◆ Exercise directions
Reproduce the data below word for word, leaving out the pictures.
↓
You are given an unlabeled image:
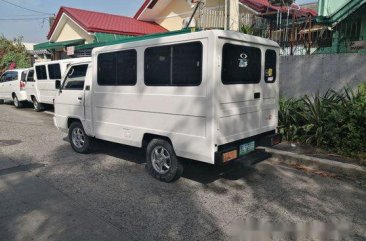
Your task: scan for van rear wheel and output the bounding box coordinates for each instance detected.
[69,122,92,154]
[146,139,183,182]
[13,95,23,108]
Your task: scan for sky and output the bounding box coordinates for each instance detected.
[0,0,314,43]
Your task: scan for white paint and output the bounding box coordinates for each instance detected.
[54,30,279,164]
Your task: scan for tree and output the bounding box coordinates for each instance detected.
[0,36,30,73]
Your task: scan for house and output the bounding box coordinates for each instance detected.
[134,0,317,31]
[34,7,167,59]
[316,0,366,53]
[23,43,52,66]
[134,0,317,53]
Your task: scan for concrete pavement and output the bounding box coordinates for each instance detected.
[0,105,366,240]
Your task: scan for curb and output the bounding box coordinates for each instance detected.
[260,147,366,179]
↑
◆ Solution for this task
You are given an unlabeled image:
Your task: scan for van rear wheel and output the bounding box coordinates for each instance detected.
[69,122,92,154]
[146,139,183,182]
[13,95,23,108]
Your task: scan for sky and output the bounding box coordinates for each instance detected.
[0,0,314,43]
Your task: scan for white paint and output the bounding box coordinates for each instance detected.
[54,30,279,164]
Your task: scan for tree and output the bounding box coordinates for each instance detected.
[0,36,30,73]
Your task: scan for house and output the bounding box coordinates for each instance detected.
[134,0,317,31]
[34,7,167,59]
[316,0,366,53]
[23,43,52,66]
[134,0,317,53]
Your task: scan for concrete pavement and output the bounding box coordinates for each instance detected.
[0,105,366,240]
Your task: scan for curb and output the bounding box coordinates for each instance detected.
[260,147,366,179]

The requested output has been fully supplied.